# Atividades propostas
1. Indique se cada afirmação concorda com o texto sobre a ascensão chinesa, respondendo sim ou não e citando literalmente as palavras decisivas: (a) o crescimento econômico da China nas últimas décadas foi de cerca de 10% ao ano; (b) o "Novo Normal" visa a um crescimento mais acelerado da economia; (c) os acadêmicos se lançaram nesses debates sobretudo após a crise econômica de 2008.
2. Dê prosseguimento ao texto sobre a ascensão chinesa, começando logo após a sua última frase.
___ Trecho do texto
O Dragão chinês voltado para o Oriente Médio?
Nos últimos anos e, sobretudo após a crise econômica de 2008, diversos acadêmicos, tais como Fared Zakaria, Dvid Li e Henry Kissinger (ex-Secretário de Estado dos Estados Unidos e condecorado com o Prêmio Nobel da Paz), se lançaram em debates para responder aos questionamentos acerca da “ascensão chinesa” e seu potencial transformador das relações econômicas internacionais para os anos que se sucedessem. Em grande parte, tais questionamentos relacionavam-se ao poder econômico do país asiático e à sua capacidade de moldar uma espécie de corrente contra-hegemônica para fazer frente ao poderio norte-americano e a sua “questionável unipolaridade” ou a possibilidade de uma acomodação pragmática chinesa com relação ao status quo do Sistema Internacional e ao desenvolvimento de políticas relacionadas aos aspectos políticos domésticos e regionais.
O rápido crescimento econômico verificado nas últimas décadas, de cerca de 10% ao ano de acordo com dados do Banco Mundial, trouxe alguns desafios, tais como desequilíbrio econômico, social, de sustentabilidade e pressões demográficas relacionadas ao envelhecimento da população. Desde o ano passado observou-se uma China que, depois de décadas de altos índices de crescimento econômico, sobretudo do produto interno bruto (PIB), vivencia um novo estágio em seu processo de desenvolvimento – denominado pelo Presidente Xi Jinping como “Novo Normal” – caracterizado pela busca de um reequilíbrio crucial e pela diversificação de sua economia para alcançar um crescimento mais lento, porém economicamente sustentável, e uma distribuição mais uniforme dos ganhos, sobretudo através do estímulo ao desenvolvimento de regiões do país que atualmente são mais pobres e ou menos desenvolvidas.
______
___ Seção de dados
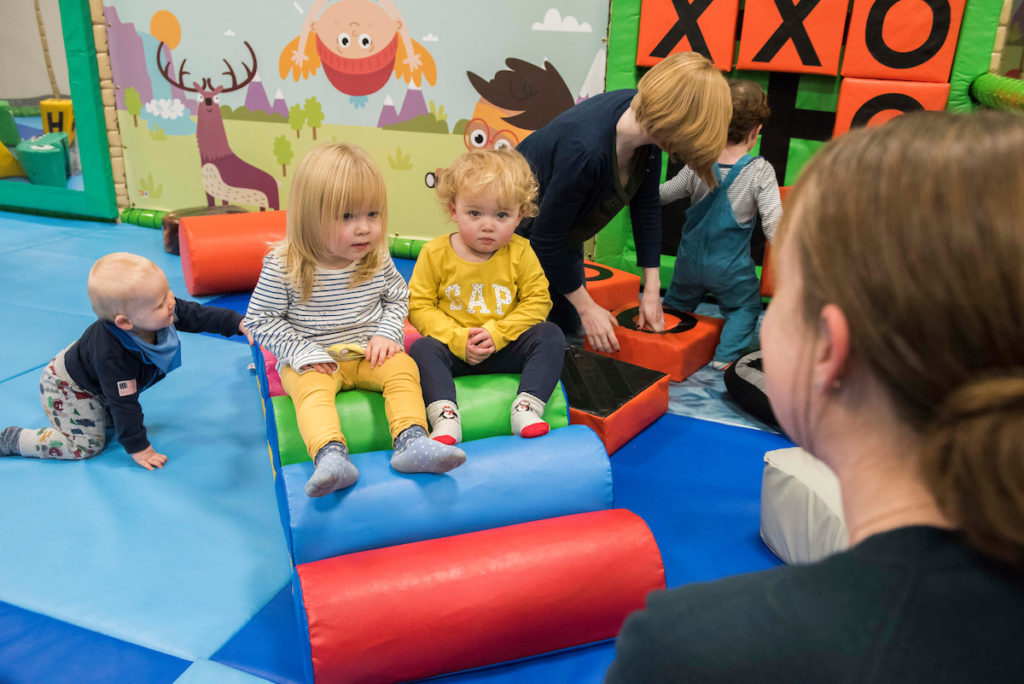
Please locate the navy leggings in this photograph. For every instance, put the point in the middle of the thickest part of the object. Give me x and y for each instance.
(538, 354)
______
# Gabarito das atividades
1.
(a) Sim: "de cerca de 10% ao ano de acordo com dados do Banco Mundial".
(b) Não: "para alcançar um crescimento mais lento, porém economicamente sustentável".
(c) Sim: "sobretudo após a crise econômica de 2008".

2.
Em meio a este cenário de desafios econômicos domésticos e à busca de um papel de maior influência no cenário regional – e quiçá internacional – a China de Xi Jinping deu início a uma série de reformas na política externa e econômica para lidar com os referidos novos desafios e alcançar novas oportunidades de projeção regional e crescimento nacional. Dentre as principais iniciativas do governo de Jinping destacam-se duas: a “The Belt and Road” – peça fundamental para a sua política externa e para a nova estratégia econômica doméstica, que compreende uma rede de projetos de infraestrutura para interligar diversas regiões da Ásia Central – e sua ambição em intensificar o relacionamento com países do Oriente Médio – por conta de uma série de fatores geoestratégicos (como acesso ao petróleo para abastecer sua demanda ascendente e o acesso a mercados novos) e pelo desejo de se tornar um ator mais influente em assuntos globais –, fato que distancia o país de sua tradicional e cautelosa política externa para a região, pautada pela não-intervenção, pelo respeito à soberania dos demais Estados e pelas falas retóricas clamando pela solução pacífica de conflitos, tal como a guerra civil síria.
De um ponto de vista estratégico, existem fatores de ordem geopolítica e econômica que impulsionam a China a desenvolver e implementar as políticas mencionadas acima, sendo que entre os primeiros destacam-se a estratégia de hedging ou proteção para garantir ao país asiático novas rotas de abastecimento, sobretudo energético e de recursos minerais em geral, e distribuição, no sentido de garantir a manutenção do comércio, caso haja um conflito na região. Quanto aos aspectos econômicos observa-se a transição de uma economia pungente para um “novo normal” baseado em um crescimento relativamente baixo e na busca em estimular um crescimento equitativo através da interligação econômica de áreas mais pobres do país àquelas já desenvolvidas do sul.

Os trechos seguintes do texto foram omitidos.